--- start of Entries provided ---
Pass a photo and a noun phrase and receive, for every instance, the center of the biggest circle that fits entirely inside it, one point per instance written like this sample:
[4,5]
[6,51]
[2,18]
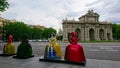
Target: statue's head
[73,34]
[53,35]
[10,38]
[25,38]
--- end of Entries provided ---
Aim: Copy every item above word for word, leaving out the pictures.

Problem solution:
Pass a photo and a noun phrase and receive, for every instance, the center of the biggest circle that fits entirely inside it, one point per instance written like this sample:
[4,5]
[6,51]
[2,18]
Target: statue's head
[73,34]
[53,35]
[10,38]
[25,38]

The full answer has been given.